## Exercise requirements
Your task is to return the line containing "Phrase: long hair" and each line after it through the end of the entries, exactly, with no other lines.

Recorded data
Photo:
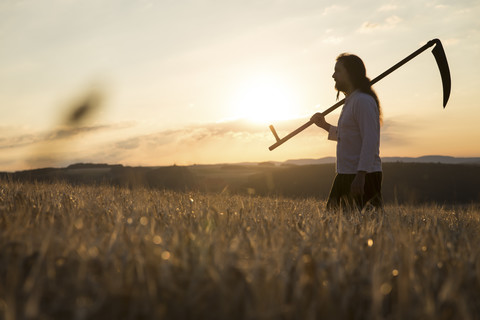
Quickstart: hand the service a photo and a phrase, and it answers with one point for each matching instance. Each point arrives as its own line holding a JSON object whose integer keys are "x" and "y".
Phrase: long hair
{"x": 358, "y": 76}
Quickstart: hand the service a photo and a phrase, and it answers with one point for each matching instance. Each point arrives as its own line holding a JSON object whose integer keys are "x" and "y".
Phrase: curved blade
{"x": 442, "y": 63}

## Solution to this problem
Phrase: long hair
{"x": 358, "y": 76}
Quickstart: hand the service a photo and a phrase, and it answers with one point for each matching instance. Each point arrives as its own line holding a JSON object whose integer keys are "x" and "y".
Phrase: curved blade
{"x": 442, "y": 63}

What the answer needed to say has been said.